OPDRACHT A: Citeer uit het bronfragment het stuk van "Met name waar" tot en met "bestreden te worden.".
OPDRACHT B: Welke praktijk moet volgens het bronfragment over religie en overtuigingen als opzettelijke verminking worden verworpen?
OPDRACHT C: Geef het vervolg van de tekst over religie en overtuigingen, aansluitend op de laatste zin.
*** BRONFRAGMENT
De uitzonderingspositie van religies ten opzichte van andere overtuigingen, bijvoorbeeld door de strafbaarstelling van godslastering, moet worden beëindigd. Ook dient de overheid er op toe te zien dat het recht op het hebben van een bepaalde overtuiging, van welke aard dan ook, niet ontaardt in een plicht van anderen het belijden van deze overtuiging in alle gevallen te gedogen of te faciliteren.
Met name waar het minderjarigen betreft dient de overheid er op toe te zien dat het recht op eigen meningsvorming en nadrukkelijk ook het recht op lichamelijke integriteit gewaarborgd is en blijft. Net zo min als het ouders of opvoeders is toegestaan hun kinderen te mishandelen, kan het worden toegestaan dat kinderen op grond van de overtuiging van de ouders worden geschaad in hun groei of ontwikkeling, hen medische hulp wordt onthouden of dat zij aan nodeloze medische ingrepen worden onderworpen. Met name de praktijk van het besnijden van kinderen dient als opzettelijke verminking met kracht verworpen en met alle middelen bestreden te worden.
******
*** GEGEVENS
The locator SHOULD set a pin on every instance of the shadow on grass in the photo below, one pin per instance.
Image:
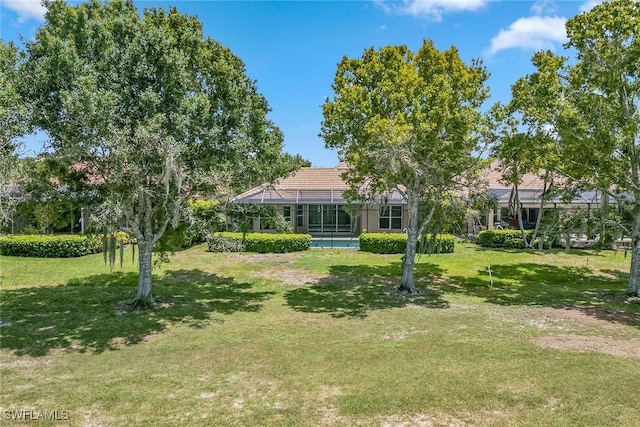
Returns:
(529, 284)
(535, 251)
(82, 315)
(353, 291)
******
RESULTAAT A:
Met name waar het minderjarigen betreft dient de overheid er op toe te zien dat het recht op eigen meningsvorming en nadrukkelijk ook het recht op lichamelijke integriteit gewaarborgd is en blijft. Net zo min als het ouders of opvoeders is toegestaan hun kinderen te mishandelen, kan het worden toegestaan dat kinderen op grond van de overtuiging van de ouders worden geschaad in hun groei of ontwikkeling, hen medische hulp wordt onthouden of dat zij aan nodeloze medische ingrepen worden onderworpen. Met name de praktijk van het besnijden van kinderen dient als opzettelijke verminking met kracht verworpen en met alle middelen bestreden te worden.

RESULTAAT B: Het besnijden van kinderen.

RESULTAAT C:
Agressie
Agressief gedrag is een zo veelvuldig en zo wijd om zich heen grijpend fenomeen, dat de maatschappelijke samenhang hierdoor direct en ingrijpend wordt aangetast. Leraren, medische hulpverleners, ambtenaren, werknemers in het openbaar vervoer, politie-personeel, vrijwel iedereen die werkt of vertoeft in de publieke ruimte wordt geconfronteerd met agressie van en door mede-gebruikers van die publieke ruimte. De overheid is in het bestrijden en bestraffen van deze agressie veel te afwachtend geweest, en de acceptatie van agressie in uiteenlopende vormen is steeds verder voortgeschreden. De agressie van mede-burgers heeft de (bewegings)vrijheid van velen diepgaand aangetast, en velen voelen zich door de tolerante houding van de overheid in de steek en aan hun lot over gelaten. Deze maatschappelijke kanker moet resoluut een halt worden toegeroepen.
Dit betekent dat agressie zwaarder bestraft moet worden, en dat de plegers duidelijk moet worden gemaakt dat de overheid met name fysieke agressie niet meer tolereert. Met het oog hierop moet het invoeren van minimum straffen worden overwogen.
De mogelijkheden tot het doen van anonieme aangifte moeten worden verruimd, met inachtneming van noodzakelijke waarborgen voor een eerlijke procesgang.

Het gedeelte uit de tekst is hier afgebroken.